◆ **TASK GOAL**
Your reply is to be the lines below, exactly as written, with images omitted.
─── INFORMATION GIVEN
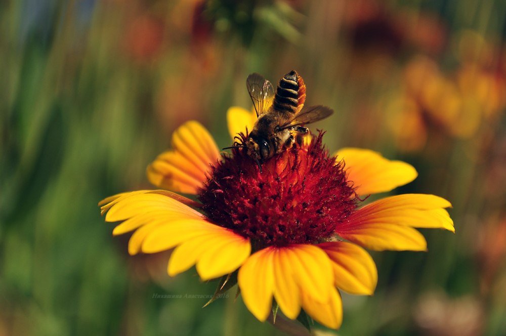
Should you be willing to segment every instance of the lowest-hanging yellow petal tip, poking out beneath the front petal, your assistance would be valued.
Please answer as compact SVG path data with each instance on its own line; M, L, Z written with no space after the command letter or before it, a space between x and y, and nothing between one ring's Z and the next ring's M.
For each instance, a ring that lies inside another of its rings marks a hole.
M302 307L304 311L321 324L338 329L343 321L343 304L341 296L334 287L330 288L329 300L325 303L318 302L303 291Z

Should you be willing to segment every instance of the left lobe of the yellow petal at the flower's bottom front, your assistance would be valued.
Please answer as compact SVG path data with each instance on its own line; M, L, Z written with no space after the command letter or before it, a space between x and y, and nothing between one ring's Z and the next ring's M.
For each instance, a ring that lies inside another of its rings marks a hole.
──────
◆ **SOLUTION TO THIS PROBLEM**
Should you be willing to segment every instance of the lowest-hanging yellow petal tip, poking out beneath the front petal, your assistance would be valued.
Please answer as compact SVG path data with each instance on its own line; M, L, Z written with no space after the command letter or before it, a space between x and y, and nothing between one ring's Z and the next ring's M.
For each instance, a ring that lies inside another of its rings marks a hole.
M302 307L304 311L321 324L338 329L343 321L343 304L341 296L334 287L330 288L329 300L325 303L318 302L303 291Z

Should you be willing to segment every instance of the left lobe of the yellow petal at the flower's bottom front, your assistance would be valued.
Please answer as compact SVG path data with each instance on its own line; M, L, Z written with no space after the command letter or before it, a space between x and y, and nothing between one ring's Z and the next ring's M.
For each instance, a ring that lies inside another of its rings marks a hole.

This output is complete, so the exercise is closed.